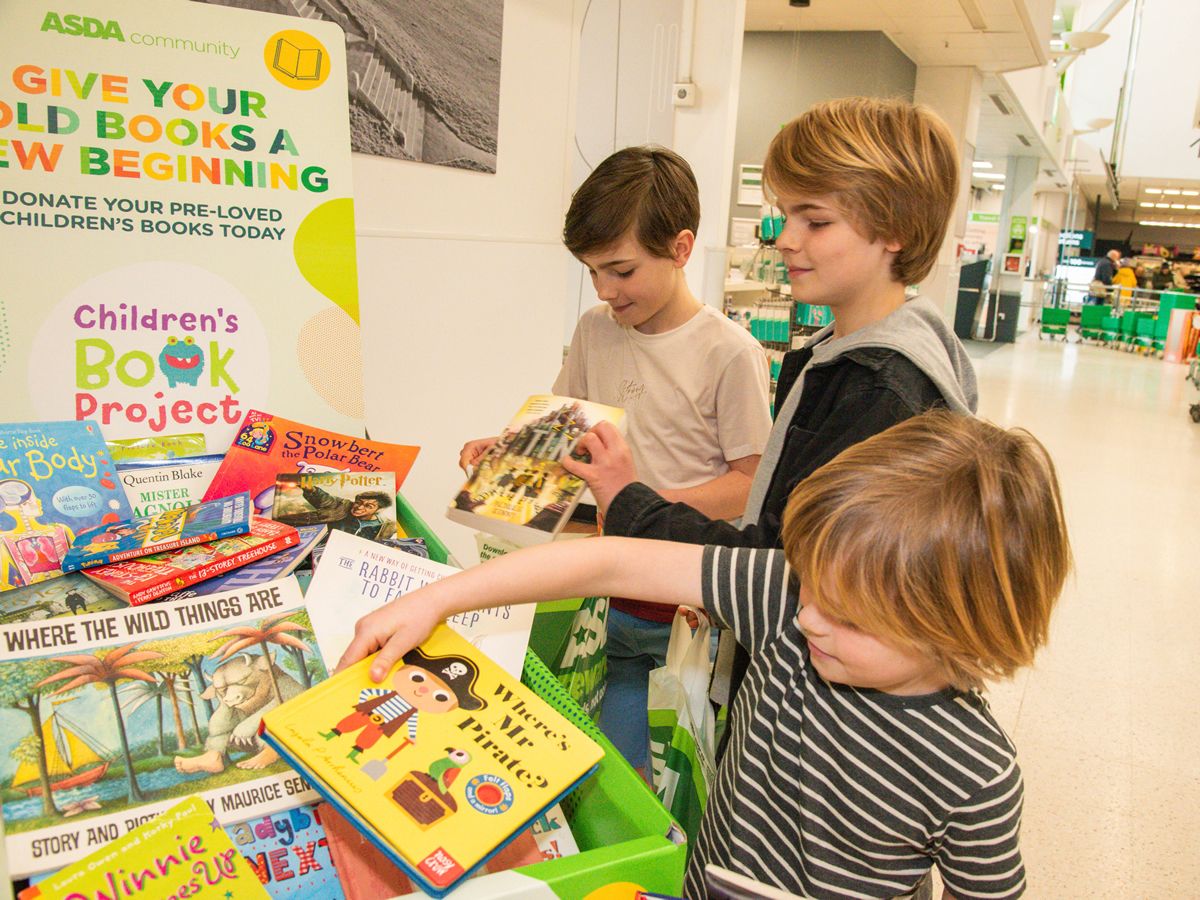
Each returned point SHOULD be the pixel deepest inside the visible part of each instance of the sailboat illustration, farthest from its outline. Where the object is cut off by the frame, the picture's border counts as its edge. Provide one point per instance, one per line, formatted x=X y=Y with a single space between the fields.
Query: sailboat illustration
x=72 y=757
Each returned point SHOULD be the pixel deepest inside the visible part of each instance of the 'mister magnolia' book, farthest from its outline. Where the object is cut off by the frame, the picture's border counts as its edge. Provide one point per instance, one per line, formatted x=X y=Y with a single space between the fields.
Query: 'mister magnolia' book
x=79 y=700
x=139 y=581
x=143 y=535
x=520 y=490
x=358 y=576
x=57 y=480
x=269 y=445
x=361 y=503
x=442 y=763
x=175 y=855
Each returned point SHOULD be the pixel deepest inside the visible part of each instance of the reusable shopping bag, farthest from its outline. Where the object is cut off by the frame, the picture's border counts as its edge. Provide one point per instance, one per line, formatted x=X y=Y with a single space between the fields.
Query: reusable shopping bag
x=683 y=745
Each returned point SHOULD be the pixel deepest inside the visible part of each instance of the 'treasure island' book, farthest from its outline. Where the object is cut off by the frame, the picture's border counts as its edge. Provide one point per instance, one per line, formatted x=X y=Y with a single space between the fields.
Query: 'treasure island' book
x=175 y=528
x=57 y=479
x=520 y=490
x=268 y=445
x=442 y=763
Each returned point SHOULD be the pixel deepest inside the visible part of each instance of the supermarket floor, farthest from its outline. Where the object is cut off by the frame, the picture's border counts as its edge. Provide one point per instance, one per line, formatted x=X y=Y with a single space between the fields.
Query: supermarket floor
x=1108 y=723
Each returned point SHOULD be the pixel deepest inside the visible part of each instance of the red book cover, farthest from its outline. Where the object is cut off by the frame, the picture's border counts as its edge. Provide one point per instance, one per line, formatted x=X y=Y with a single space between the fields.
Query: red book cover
x=268 y=445
x=139 y=581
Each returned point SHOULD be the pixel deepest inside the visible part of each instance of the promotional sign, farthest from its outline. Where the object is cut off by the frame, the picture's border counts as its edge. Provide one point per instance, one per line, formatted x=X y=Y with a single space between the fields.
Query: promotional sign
x=177 y=215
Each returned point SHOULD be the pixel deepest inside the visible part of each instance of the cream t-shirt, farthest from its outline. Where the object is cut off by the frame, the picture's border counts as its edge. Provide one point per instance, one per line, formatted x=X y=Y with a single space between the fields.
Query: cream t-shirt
x=695 y=396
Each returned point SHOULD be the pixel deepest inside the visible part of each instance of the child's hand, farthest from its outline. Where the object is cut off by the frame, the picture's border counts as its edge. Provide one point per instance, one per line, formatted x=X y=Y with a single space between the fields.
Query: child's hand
x=473 y=451
x=611 y=465
x=394 y=630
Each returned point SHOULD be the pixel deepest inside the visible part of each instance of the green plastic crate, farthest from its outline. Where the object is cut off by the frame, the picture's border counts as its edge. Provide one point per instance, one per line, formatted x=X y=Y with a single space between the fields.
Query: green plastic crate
x=623 y=832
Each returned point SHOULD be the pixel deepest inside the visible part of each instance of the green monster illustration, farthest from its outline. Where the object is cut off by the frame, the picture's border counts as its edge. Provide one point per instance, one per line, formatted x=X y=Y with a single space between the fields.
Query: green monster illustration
x=181 y=361
x=447 y=769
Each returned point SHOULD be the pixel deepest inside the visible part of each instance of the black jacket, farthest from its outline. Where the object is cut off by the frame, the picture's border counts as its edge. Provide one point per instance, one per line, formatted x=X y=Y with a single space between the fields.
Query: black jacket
x=845 y=401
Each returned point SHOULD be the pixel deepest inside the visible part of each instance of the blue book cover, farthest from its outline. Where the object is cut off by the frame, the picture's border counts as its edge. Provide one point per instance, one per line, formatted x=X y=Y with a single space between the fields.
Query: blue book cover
x=172 y=529
x=57 y=480
x=269 y=569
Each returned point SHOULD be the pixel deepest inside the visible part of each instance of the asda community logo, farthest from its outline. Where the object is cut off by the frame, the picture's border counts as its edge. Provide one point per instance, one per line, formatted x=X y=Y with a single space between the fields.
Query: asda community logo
x=83 y=27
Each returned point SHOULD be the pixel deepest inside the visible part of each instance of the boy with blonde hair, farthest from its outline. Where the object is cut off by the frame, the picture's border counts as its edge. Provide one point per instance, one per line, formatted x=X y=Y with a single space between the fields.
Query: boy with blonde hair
x=862 y=753
x=868 y=187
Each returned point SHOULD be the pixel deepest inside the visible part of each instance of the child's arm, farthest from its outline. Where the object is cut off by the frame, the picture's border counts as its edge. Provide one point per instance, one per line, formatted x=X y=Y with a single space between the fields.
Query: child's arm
x=654 y=571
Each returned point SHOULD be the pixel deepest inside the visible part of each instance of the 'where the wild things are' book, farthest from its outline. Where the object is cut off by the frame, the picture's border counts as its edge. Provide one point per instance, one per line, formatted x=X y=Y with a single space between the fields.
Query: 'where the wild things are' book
x=57 y=480
x=520 y=490
x=143 y=535
x=442 y=763
x=177 y=855
x=360 y=503
x=139 y=581
x=268 y=445
x=113 y=717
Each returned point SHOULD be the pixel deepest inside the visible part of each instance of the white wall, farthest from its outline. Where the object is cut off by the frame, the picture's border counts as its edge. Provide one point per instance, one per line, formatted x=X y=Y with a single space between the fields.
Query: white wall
x=461 y=275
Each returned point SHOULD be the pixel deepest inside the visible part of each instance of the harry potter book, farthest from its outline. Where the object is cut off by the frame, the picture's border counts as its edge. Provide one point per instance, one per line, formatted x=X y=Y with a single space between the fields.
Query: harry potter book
x=520 y=490
x=139 y=581
x=442 y=763
x=57 y=479
x=172 y=529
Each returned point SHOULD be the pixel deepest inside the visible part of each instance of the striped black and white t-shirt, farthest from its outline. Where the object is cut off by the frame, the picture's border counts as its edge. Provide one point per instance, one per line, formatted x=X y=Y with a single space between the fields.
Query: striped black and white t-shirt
x=833 y=791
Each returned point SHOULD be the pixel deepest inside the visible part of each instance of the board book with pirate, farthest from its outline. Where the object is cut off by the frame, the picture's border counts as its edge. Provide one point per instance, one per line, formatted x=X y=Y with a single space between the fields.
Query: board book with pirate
x=441 y=763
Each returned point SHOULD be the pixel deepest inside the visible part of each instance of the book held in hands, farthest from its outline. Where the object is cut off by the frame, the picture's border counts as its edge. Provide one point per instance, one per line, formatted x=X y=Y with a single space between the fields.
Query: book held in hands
x=520 y=490
x=441 y=763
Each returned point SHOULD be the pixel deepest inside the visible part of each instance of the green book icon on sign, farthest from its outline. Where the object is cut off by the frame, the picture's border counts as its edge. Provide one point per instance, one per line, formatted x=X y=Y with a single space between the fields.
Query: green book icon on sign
x=300 y=64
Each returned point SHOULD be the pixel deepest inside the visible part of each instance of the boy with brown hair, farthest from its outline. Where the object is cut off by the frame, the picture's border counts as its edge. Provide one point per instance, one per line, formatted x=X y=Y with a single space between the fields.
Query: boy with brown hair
x=916 y=564
x=694 y=384
x=868 y=187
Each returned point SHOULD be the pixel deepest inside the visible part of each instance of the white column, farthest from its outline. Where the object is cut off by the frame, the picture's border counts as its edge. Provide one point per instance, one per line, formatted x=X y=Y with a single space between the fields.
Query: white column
x=953 y=93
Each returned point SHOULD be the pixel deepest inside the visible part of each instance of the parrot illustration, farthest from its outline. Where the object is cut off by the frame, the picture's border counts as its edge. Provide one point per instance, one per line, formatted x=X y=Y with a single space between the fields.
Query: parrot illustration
x=445 y=771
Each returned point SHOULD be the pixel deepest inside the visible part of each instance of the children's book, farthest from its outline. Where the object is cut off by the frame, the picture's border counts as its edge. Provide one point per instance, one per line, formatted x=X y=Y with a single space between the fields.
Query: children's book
x=81 y=699
x=361 y=503
x=179 y=853
x=289 y=852
x=520 y=490
x=442 y=763
x=70 y=595
x=57 y=480
x=159 y=485
x=270 y=568
x=357 y=576
x=268 y=445
x=143 y=535
x=157 y=447
x=139 y=581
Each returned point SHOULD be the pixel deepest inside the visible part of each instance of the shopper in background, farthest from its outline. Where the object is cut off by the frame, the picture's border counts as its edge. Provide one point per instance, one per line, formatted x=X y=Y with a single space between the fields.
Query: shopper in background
x=929 y=559
x=868 y=187
x=694 y=384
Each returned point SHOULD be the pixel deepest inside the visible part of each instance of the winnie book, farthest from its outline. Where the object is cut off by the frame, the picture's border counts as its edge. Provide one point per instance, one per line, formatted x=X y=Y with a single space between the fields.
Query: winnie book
x=172 y=529
x=361 y=503
x=520 y=490
x=439 y=765
x=57 y=479
x=180 y=853
x=139 y=581
x=268 y=445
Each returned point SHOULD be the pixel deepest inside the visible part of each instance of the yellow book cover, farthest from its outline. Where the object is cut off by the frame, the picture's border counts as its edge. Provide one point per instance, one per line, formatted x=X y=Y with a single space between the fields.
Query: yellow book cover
x=184 y=852
x=520 y=490
x=441 y=763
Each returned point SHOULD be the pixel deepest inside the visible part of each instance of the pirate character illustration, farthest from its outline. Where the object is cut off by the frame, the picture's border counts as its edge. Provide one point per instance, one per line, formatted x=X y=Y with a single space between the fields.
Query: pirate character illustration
x=424 y=684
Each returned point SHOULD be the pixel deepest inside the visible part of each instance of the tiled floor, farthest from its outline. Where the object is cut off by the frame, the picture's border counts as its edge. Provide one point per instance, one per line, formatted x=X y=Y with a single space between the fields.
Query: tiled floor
x=1108 y=723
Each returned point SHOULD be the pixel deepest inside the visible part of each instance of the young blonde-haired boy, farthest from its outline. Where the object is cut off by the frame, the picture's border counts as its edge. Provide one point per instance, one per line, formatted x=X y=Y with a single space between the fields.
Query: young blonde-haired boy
x=929 y=558
x=868 y=187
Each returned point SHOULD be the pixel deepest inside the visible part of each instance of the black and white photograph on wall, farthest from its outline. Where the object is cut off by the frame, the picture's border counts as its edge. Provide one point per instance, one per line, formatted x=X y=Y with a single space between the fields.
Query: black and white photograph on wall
x=424 y=75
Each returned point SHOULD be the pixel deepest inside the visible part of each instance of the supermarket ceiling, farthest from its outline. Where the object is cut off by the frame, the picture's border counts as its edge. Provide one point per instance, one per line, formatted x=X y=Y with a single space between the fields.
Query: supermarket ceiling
x=990 y=35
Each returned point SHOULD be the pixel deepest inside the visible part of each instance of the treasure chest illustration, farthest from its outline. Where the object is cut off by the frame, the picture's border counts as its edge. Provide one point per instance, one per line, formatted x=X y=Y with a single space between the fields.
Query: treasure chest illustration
x=423 y=799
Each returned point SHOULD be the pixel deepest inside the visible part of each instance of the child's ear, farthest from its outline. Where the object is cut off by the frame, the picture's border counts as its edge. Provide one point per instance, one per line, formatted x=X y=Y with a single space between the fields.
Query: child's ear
x=682 y=246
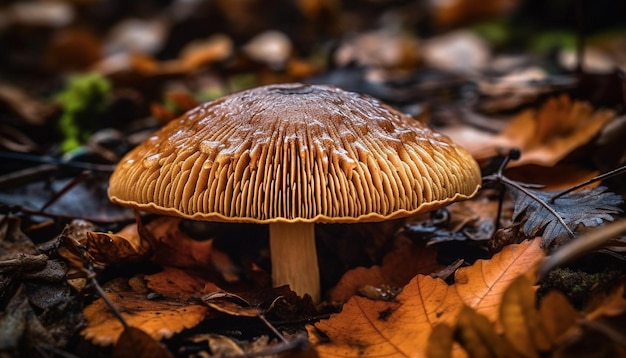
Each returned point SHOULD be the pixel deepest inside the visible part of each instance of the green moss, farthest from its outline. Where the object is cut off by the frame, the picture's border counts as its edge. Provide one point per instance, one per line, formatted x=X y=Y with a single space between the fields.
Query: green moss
x=579 y=286
x=84 y=100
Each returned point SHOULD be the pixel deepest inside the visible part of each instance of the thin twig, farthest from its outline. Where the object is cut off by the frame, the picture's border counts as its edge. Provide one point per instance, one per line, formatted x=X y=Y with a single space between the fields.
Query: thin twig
x=67 y=187
x=107 y=168
x=508 y=181
x=607 y=175
x=109 y=303
x=272 y=328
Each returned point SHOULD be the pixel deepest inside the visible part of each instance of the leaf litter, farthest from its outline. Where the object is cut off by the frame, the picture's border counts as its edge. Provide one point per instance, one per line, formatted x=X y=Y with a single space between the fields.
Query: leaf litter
x=563 y=121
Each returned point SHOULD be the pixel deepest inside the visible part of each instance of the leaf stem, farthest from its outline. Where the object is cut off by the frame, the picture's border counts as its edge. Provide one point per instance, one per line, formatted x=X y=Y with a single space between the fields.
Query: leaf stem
x=508 y=181
x=607 y=175
x=109 y=303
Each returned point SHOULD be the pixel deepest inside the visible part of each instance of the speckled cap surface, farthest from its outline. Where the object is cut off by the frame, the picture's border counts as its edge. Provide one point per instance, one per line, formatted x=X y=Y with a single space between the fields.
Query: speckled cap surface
x=294 y=153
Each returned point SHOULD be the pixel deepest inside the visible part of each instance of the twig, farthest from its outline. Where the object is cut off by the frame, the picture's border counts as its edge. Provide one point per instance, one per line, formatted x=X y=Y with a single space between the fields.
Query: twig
x=107 y=168
x=498 y=177
x=24 y=262
x=109 y=303
x=607 y=175
x=586 y=243
x=558 y=217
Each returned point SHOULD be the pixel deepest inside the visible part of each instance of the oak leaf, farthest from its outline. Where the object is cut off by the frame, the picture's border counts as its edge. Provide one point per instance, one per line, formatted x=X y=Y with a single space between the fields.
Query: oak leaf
x=398 y=267
x=159 y=318
x=589 y=207
x=547 y=135
x=402 y=327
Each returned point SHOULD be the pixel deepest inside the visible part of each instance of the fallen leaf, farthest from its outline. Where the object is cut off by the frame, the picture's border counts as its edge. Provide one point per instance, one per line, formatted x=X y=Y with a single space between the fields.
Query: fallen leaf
x=30 y=109
x=521 y=321
x=135 y=343
x=589 y=207
x=159 y=318
x=123 y=247
x=547 y=135
x=402 y=327
x=482 y=285
x=441 y=342
x=406 y=260
x=368 y=328
x=180 y=284
x=479 y=338
x=557 y=315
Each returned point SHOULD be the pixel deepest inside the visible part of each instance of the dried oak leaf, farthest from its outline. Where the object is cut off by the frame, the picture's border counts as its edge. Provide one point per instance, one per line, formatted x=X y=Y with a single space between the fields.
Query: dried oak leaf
x=160 y=318
x=588 y=207
x=547 y=135
x=399 y=266
x=124 y=246
x=135 y=343
x=402 y=327
x=523 y=330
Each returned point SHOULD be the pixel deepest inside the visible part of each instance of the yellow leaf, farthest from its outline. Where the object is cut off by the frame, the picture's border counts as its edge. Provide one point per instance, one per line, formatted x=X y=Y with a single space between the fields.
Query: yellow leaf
x=402 y=328
x=521 y=322
x=391 y=329
x=557 y=315
x=440 y=342
x=481 y=285
x=479 y=338
x=158 y=318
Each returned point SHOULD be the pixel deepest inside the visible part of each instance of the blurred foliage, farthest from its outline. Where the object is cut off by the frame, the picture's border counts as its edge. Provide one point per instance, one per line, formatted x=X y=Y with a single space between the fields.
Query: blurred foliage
x=84 y=100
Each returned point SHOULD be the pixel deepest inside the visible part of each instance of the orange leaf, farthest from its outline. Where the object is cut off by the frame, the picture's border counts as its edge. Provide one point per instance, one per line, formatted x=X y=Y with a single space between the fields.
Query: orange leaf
x=478 y=336
x=522 y=324
x=159 y=318
x=176 y=283
x=557 y=315
x=481 y=285
x=402 y=328
x=380 y=328
x=135 y=343
x=398 y=267
x=549 y=134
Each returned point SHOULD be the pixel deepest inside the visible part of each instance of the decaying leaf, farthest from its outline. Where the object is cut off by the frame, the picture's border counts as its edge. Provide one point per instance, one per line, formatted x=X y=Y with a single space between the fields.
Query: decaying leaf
x=402 y=327
x=547 y=135
x=159 y=318
x=520 y=320
x=588 y=207
x=482 y=285
x=479 y=338
x=125 y=246
x=406 y=260
x=135 y=343
x=554 y=328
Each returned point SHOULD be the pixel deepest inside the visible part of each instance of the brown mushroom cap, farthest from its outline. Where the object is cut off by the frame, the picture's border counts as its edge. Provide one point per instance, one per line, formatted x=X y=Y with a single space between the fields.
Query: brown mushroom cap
x=294 y=153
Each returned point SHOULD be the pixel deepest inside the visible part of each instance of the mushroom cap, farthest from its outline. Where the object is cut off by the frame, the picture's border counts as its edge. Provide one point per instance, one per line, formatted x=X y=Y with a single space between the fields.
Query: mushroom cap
x=294 y=153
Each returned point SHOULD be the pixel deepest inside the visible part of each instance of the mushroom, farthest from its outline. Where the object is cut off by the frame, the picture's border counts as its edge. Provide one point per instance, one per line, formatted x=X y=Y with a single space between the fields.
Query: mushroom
x=291 y=156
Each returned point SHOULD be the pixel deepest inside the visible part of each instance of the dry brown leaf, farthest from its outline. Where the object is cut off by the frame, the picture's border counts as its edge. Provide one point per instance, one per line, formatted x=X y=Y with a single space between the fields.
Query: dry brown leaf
x=547 y=135
x=481 y=285
x=406 y=260
x=557 y=315
x=522 y=324
x=559 y=177
x=479 y=338
x=160 y=318
x=135 y=343
x=125 y=246
x=392 y=329
x=176 y=283
x=440 y=342
x=172 y=247
x=402 y=328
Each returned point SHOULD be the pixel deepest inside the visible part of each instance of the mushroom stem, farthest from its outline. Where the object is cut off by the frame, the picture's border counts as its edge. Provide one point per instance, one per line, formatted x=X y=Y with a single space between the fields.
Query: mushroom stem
x=294 y=258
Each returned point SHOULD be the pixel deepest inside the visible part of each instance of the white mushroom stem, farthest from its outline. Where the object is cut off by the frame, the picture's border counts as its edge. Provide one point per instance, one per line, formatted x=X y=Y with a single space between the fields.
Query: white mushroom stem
x=294 y=258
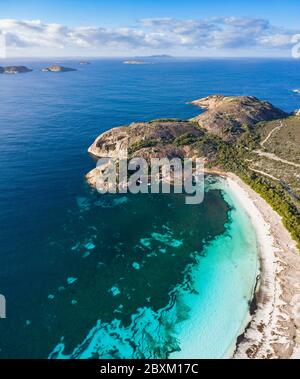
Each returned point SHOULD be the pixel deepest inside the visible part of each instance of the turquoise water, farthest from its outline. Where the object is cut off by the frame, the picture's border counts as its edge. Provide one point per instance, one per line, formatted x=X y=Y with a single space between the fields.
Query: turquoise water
x=74 y=264
x=206 y=309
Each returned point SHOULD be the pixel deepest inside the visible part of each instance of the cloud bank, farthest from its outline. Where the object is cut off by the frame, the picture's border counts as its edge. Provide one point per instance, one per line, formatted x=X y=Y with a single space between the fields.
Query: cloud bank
x=157 y=34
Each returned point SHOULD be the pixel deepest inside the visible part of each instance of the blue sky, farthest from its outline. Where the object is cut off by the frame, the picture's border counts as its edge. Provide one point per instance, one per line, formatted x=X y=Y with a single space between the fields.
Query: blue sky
x=117 y=27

**SHORT TASK**
Reproduce the span of entries that opens with the line containing "of the promotional" and closes with the line containing "x=695 y=396", keeping every line, requests included, and adding 71 to each number in the answer coordinates. Leave all other text unchanged.

**ANSWER TO THIS EXERCISE**
Each returned point SHOULD be the pixel deepest inside the visible part of each instance of the promotional sign, farthest from its outline. Where the object is cut off by the frame, the picture's border counts as its edge. Provide one point per instance, one per line, formatted x=X y=Y with a single space between the fields.
Query: promotional sign
x=248 y=286
Each returned point SHOULD be the pixel deepest inside the visible part of each instance of the cream t-shirt, farthest from its outline. Where the object is cut off by the frame, the picture's border counts as its edge. Provide one point per instance, one per line, formatted x=X y=Y with a single space between the fields.
Query: cream t-shirt
x=766 y=467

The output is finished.